## PROBLEM
Return every line of the data that contains the string "beach".

═══

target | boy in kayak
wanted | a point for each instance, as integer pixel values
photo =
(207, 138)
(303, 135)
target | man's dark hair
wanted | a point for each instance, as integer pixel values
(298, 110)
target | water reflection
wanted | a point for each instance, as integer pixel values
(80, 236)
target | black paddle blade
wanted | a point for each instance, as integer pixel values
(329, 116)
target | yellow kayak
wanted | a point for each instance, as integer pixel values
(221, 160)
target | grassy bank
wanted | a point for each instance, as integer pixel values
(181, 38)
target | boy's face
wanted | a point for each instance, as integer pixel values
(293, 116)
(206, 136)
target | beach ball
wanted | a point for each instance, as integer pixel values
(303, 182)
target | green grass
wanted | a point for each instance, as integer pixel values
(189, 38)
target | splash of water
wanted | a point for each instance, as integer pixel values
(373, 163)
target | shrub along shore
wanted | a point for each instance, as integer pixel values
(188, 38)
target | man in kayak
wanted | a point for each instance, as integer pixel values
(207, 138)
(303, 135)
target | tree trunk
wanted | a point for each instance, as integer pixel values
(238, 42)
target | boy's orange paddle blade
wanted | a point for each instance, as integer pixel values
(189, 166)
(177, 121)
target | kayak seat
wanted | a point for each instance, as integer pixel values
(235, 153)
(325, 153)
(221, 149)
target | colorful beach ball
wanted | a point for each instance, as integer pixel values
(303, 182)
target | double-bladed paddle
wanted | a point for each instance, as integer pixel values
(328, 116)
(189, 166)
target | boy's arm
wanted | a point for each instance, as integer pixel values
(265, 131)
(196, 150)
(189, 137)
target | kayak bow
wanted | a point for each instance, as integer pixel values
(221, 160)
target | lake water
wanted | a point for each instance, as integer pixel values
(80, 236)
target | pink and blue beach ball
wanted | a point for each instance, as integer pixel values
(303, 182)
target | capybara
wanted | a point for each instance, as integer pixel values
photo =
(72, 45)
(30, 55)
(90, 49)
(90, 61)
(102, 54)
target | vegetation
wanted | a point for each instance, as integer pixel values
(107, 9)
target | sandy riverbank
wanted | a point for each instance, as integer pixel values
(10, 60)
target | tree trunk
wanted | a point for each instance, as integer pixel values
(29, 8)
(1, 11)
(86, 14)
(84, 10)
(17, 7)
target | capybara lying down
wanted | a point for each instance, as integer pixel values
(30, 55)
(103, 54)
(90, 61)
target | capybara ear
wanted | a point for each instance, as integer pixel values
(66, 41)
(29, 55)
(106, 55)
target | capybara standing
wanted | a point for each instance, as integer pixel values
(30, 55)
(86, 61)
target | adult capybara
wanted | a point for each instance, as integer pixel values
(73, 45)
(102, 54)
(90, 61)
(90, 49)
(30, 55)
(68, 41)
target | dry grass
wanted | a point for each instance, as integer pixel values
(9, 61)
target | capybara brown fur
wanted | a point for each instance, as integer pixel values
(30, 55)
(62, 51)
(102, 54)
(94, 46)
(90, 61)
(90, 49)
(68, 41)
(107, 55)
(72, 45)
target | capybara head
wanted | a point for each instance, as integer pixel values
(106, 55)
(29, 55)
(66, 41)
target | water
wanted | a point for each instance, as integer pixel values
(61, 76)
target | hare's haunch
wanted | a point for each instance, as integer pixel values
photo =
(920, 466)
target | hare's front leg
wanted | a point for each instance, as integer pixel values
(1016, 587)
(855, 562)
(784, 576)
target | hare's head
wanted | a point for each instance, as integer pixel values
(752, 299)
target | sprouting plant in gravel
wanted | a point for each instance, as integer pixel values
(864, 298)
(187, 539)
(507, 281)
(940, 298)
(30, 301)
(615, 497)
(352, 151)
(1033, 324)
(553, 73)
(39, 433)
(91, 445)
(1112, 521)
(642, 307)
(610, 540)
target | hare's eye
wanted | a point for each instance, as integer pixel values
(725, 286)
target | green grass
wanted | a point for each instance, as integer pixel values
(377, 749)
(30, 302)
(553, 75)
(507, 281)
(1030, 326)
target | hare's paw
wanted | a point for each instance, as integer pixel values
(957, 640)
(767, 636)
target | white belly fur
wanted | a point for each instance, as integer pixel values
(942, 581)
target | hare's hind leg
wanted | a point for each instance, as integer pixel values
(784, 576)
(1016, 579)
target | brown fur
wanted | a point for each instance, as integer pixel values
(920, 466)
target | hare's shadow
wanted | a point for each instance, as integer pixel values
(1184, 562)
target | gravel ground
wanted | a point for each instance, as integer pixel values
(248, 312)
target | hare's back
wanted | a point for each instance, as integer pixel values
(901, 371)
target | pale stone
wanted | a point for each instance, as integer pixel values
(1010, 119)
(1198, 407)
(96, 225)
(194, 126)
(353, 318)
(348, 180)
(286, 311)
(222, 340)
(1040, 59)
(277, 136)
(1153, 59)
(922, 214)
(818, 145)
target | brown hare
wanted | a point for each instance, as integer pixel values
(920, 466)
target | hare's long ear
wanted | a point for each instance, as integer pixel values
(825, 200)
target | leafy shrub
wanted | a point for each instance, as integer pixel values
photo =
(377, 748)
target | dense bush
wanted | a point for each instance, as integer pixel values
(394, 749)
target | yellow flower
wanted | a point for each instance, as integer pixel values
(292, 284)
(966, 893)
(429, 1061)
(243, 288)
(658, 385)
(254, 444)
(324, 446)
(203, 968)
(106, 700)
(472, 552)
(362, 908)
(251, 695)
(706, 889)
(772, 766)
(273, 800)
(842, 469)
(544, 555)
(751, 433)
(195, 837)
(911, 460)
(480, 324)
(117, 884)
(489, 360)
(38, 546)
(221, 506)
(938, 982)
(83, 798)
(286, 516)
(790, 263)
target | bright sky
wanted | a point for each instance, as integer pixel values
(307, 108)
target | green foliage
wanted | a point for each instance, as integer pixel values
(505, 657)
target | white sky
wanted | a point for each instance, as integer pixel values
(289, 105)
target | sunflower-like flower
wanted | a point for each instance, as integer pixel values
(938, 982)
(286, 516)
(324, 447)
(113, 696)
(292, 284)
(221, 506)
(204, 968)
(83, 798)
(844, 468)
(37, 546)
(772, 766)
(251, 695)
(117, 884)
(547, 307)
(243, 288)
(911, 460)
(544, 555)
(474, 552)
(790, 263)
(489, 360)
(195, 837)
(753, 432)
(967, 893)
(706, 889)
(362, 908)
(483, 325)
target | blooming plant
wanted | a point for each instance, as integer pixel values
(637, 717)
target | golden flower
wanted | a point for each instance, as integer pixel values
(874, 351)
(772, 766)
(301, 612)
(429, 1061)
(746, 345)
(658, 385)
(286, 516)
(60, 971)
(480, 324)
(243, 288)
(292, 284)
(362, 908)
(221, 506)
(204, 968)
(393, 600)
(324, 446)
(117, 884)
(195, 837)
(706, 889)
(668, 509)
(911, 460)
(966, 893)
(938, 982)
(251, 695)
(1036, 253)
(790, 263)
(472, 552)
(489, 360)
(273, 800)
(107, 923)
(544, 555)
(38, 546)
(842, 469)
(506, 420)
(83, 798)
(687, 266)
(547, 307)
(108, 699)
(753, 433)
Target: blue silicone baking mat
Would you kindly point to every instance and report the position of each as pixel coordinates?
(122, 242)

═══

## FINISHED EXERCISE
target | beach ball
target | colorful beach ball
target | pink and blue beach ball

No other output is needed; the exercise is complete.